PROBLEM REQUIREMENTS:
Answer these questions from the abstract on vitamin D toxicity:
(a) What half-life does the abstract give for vitamin D in the body?
(b) In animal experiments involving vitamin D3 intoxication, up to what concentration can 25(OH)D3 reach?
(c) What upper limit for plasma 25(OH)D does it suggest retaining to ensure a wide safety margin?

TEXT PROVIDED:
▬▬▬▬▬▬▬▬▬▬

Pharmacokinetics of vitamin D toxicity

摘要

Although researchers first identified the fat-soluble vitamin cholecalciferol almost a century ago and studies have now largely elucidated the transcriptional mechanism of action of its hormonal form, 1,25-dihydroxyvitamin D3 [1,25(OH)2D3], we know surprisingly little about mechanisms of vitamin D toxicity. The lipophilic nature of vitamin D explains its adipose tissue distribution and its slow turnover in the body (half-life 2 mo). Its main transported metabolite, 25-hydroxyvitamin D3 [25(OH)D3], shows a half-life of 15 d and circulates at a concentration of 25–200 nmol/L, whereas the hormone 1,25(OH)2D3 has a half-life of 15 h. Animal experiments involving vitamin D3 intoxication have established that 25(OH)D3 can reach concentrations up to 2.5 µmol/L, at which it is accompanied by hypercalcemia and other pathological sequelae resulting from a high Ca/PO4 product. The rise in 25(OH)D3 is accompanied by elevations of its precursor, vitamin D3, as well as by rises in many of its dihydroxy- metabolites [24,25(OH)2D3; 25,26(OH)2D3; and 25(OH)D3-26,23-lactone] but not 1,25(OH)2D3. Early assumptions that 1,25(OH)2D3 might cause hypercalcemia in vitamin D toxicity have been replaced by the theories that 25(OH)D3 at pharmacologic concentrations can overcome vitamin D receptor affinity disadvantages to directly stimulate transcription or that total vitamin D metabolite concentrations displace 1,25(OH)2D from vitamin D binding, increasing its free concentration and thus increasing gene transcription. Occasional anecdotal reports from humans intoxicated with vitamin D appear to support the latter mechanism. Although current data support the viewpoint that the biomarker plasma 25(OH)D concentration must rise above 750 nmol/L to produce vitamin D toxicity, the more prudent upper limit of 250 nmol/L might be retained to ensure a wide safety margin.

▬▬▬▬▬▬▬▬▬▬

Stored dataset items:

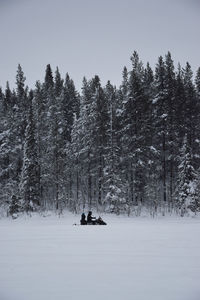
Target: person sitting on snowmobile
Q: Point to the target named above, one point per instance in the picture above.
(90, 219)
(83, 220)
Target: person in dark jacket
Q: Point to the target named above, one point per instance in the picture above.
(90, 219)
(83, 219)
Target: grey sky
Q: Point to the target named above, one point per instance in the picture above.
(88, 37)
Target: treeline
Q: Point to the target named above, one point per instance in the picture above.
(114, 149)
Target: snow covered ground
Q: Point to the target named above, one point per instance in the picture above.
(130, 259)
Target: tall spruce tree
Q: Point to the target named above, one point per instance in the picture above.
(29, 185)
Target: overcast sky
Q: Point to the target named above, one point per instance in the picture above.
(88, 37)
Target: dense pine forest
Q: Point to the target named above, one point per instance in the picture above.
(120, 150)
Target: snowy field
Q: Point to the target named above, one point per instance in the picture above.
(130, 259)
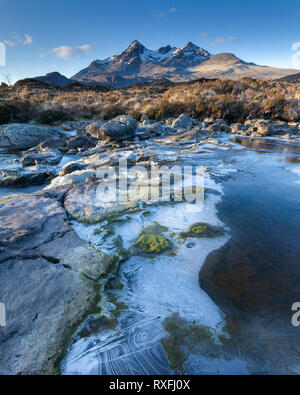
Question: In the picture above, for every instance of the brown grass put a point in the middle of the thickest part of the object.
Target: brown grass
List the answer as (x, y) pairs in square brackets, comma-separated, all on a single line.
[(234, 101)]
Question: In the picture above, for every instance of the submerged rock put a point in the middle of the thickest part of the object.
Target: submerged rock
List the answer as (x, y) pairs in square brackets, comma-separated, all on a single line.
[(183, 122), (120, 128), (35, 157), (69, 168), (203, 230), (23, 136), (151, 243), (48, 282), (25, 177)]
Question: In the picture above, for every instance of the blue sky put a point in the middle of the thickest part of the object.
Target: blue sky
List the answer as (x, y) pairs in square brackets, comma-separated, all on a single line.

▬▬▬▬▬▬▬▬▬▬

EXERCISE ANSWER:
(a) 2 months
(b) 2.5 µmol/L
(c) 250 nmol/L